## Job 1
According to the worked example below, which quantity has to be minimized?

The dimensions that will result in "least material" for the five sides are dimensions that result in "smallest surface area". So, the quantity that we have to "minimize" is the surface area, $S$.

We have to "minimize" the surface area, $S$.

$S=x^2 +4xy$

Remember, no top!

Next, we express $S$ as a function of, say, $x$. In order to do that, we have to express $y$ in terms of $x$.

We know that $V=100$. Therefore,

$x^2\cdot \answer { y}=100$, and

$y=\frac {100}{\answer {x^2}}$.

It follows that

$S(x)=x^2 +\frac {400}{\answer {x}}$.

So, we have to find the (global) minimum of $S$ on its domain, $(0,\answer {\infty })$. We have to find critical points of $S$. Therefore, we have to compute $S'(x)$.

$S'(x)=2x-\frac {400}{\answer {x^2}}$.

We have to find critical points of $S$. So, we have to solve the equation

$2x-\frac {400}{\answer {x^2}}=0$.

It follows that $S$ has the only critical point $x=\answer {200^{\frac {1}{3}}}$.

Since

$S'(x)=2x-\frac {400}{x^{2}}=\frac {2(x^{3}-200)}{x^{2}}$, it follows that

$S'(x)<0$ on $(0, 200^{\frac {1}{3}})$ and that $S'(x)>0$ on $(200^{\frac {1}{3}},\infty )$.

This means that $S$ is decreasing on $(0, 200^{\frac {1}{3}})$ and increasing on $(200^{\frac {1}{3}},\infty )$. That means that the function $S$ has both a local minimum and global minimum at $x=c$.

So, the dimensions that minimize the surface area are

\[ \text {width}=\answer {(2) 5^{2/3}},\qquad \text {length}=\answer {(2) 5^{2/3}},\qquad \text {height}=\answer {5^{2/3}} \]

## Job 2
Show every line of the records that contains the string "tree", copied in full. Case counts.

[Pointing and labeling entries]

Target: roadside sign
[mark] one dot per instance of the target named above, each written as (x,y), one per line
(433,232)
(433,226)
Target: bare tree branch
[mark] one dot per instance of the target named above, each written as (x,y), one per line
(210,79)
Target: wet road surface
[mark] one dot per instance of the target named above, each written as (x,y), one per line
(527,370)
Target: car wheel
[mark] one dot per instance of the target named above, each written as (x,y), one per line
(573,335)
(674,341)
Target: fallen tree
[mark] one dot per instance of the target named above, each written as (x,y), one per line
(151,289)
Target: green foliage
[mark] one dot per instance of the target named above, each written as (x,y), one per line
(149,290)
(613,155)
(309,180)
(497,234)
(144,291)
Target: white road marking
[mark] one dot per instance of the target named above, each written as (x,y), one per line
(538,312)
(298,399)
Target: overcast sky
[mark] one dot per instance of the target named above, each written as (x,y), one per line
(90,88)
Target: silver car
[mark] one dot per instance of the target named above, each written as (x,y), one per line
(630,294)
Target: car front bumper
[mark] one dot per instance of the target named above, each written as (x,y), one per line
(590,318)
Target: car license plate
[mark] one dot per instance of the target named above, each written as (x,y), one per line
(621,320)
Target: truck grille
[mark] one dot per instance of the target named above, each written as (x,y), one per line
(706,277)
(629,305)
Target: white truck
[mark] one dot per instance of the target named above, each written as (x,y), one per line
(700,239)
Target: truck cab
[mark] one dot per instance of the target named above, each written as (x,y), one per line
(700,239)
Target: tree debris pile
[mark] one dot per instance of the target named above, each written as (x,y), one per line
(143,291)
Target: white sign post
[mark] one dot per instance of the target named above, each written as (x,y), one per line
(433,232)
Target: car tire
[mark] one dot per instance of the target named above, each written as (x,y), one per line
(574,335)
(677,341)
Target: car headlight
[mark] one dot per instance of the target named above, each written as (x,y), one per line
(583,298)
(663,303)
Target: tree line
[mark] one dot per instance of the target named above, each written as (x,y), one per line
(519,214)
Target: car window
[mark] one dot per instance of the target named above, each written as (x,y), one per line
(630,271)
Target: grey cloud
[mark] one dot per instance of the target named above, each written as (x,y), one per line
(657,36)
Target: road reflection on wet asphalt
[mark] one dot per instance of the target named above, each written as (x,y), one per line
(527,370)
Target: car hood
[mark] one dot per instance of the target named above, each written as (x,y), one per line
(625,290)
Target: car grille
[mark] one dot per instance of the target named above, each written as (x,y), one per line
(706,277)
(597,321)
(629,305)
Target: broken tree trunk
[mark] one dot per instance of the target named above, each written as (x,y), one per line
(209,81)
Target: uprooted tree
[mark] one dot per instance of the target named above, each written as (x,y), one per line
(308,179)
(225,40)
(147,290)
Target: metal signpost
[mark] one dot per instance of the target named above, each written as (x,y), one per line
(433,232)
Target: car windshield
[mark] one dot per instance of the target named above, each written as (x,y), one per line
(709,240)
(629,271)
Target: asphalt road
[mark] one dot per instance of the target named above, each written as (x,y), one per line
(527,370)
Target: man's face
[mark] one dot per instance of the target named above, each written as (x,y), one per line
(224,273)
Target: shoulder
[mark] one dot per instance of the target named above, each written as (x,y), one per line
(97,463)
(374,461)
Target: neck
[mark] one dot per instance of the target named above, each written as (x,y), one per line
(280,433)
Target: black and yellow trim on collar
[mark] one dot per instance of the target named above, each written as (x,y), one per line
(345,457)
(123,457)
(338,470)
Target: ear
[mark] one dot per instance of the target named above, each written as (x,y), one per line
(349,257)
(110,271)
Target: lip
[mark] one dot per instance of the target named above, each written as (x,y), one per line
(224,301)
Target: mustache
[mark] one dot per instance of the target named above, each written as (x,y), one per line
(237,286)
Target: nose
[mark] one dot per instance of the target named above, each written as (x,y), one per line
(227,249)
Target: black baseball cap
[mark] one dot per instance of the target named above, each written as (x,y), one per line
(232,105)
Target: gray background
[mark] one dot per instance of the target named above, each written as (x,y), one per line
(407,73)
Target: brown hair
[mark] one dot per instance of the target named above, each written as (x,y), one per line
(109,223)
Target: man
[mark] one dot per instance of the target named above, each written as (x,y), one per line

## Task answer 1
The surface area, $S$.

## Task answer 2
Target: bare tree branch
Target: fallen tree
Target: tree debris pile
Target: tree line
Target: broken tree trunk
Target: uprooted tree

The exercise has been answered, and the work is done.